**Consegna 1:**
Rispondi a queste domande sull'intervista a Gianni Vattimo:
(a) Quanti anni ha Vattimo?
(b) Fra chi sedeva Vattimo, secondo il suo racconto?
(c) Quanti euro al mese smise di dare ai Ds?

**Blocco di testo:**
- 2 Settembre 2004
Come filosofo ha sempre avuto successo, ma come politico è incappato in una trombatura colossale. Alle ultime europee si è presentato con i Comunisti Italiani. E non ce l’ha fatta nonostante fosse un deputato uscente. «Adesso mi sento un po’ meglio», si sfoga Gianni Vattimo, 68 anni, l’inventore del «pensiero debole». «Ma ci sono rimasto male. Mi avevano convinto che avrei vinto tranquillamente e avevo fatto una campagna elettorale molto intensa».
Pagata come?
«Smettendo di dare 1.700 euro al mese ai Ds».
L’Europa ti aveva divertito?
«Mica tanto. Ogni volta mi chiedevo: ma che cavolo vado a fare? Era come entrare in un supermercato senza soldi. E si discuteva dell’altezza dei parafanghi delle auto e della lunghezza dei porri».
Ti sei mai addormentato?
«Io sedevo fra Volcic e Veltroni. Quando c’erano le votazioni davamo delle grandi botte sul tavolo per svegliarci a vicenda».
Tempo perso?
«Non sempre. A volte mi eccitavo un po’. Come quando ci occupavamo di Echelon, la rete di spionaggio mondiale».
Echelon esiste?
«È possibile tecnicamente. Quindi esiste».
Anche noi siamo ascoltati dalle grandi orecchie di Echelon?
«Se intercettano tutto è come se non intercettassero niente. Però con i motori di ricerca, le griglie, le parole chiave?».
Se diciamo quattro volte bomba bomba bomba bomba e Bush Bush Bush Bush?
«Domani mattina vengono qua e ci ingabbiano».
Perché i Ds non ti hanno ricandidato?
«Perché avevano da sistemare la presidente della Provincia, Mercedes Bresso. Che mi preferissero Kant l’avrei capito, ma una casalinga…».
Perché è successo?
«Immagina: ho cominciato tre anni fa a dire che D’Alema andava rottamato».
Poi ti sei pentito.
«Pentito? D’Alema andrebbe rottamato e continuo a pensarlo».
Ti meravigli che ti abbiano cacciato?
«Se nei Ds ci sta Franco Debenedetti che scrive cose di una destraggine mostruosa, peggio di Berlusconi, non potevo starci io?».
Con Diliberto risultati scarsi.
«Mi aveva detto che Rizzo mi avrebbe lasciato il seggio. Invece niente».
Rizzo ha battuto perfino Cossutta.

Righe da un dataset di etichettatura con riquadri
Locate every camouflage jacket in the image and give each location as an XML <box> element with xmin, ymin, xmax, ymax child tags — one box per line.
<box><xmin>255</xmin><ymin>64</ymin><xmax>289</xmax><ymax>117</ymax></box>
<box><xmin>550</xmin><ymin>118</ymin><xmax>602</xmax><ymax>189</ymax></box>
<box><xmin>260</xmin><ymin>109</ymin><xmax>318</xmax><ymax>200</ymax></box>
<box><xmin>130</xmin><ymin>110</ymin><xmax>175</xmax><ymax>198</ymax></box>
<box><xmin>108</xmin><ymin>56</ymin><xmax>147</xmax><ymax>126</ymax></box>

**Consegna 2:**
Riscrivi tutte le righe dell'elenco mettendo "military vest" al posto di "camouflage jacket". Il resto deve restare identico.

**Risposta 1:**
(a) 68 anni.
(b) Fra Volcic e Veltroni.
(c) 1.700 euro al mese.

**Risposta 2:**
Locate every military vest in the image and give each location as an XML <box> element with xmin, ymin, xmax, ymax child tags — one box per line.
<box><xmin>255</xmin><ymin>64</ymin><xmax>289</xmax><ymax>117</ymax></box>
<box><xmin>550</xmin><ymin>118</ymin><xmax>602</xmax><ymax>189</ymax></box>
<box><xmin>260</xmin><ymin>109</ymin><xmax>318</xmax><ymax>200</ymax></box>
<box><xmin>130</xmin><ymin>110</ymin><xmax>175</xmax><ymax>198</ymax></box>
<box><xmin>108</xmin><ymin>56</ymin><xmax>147</xmax><ymax>126</ymax></box>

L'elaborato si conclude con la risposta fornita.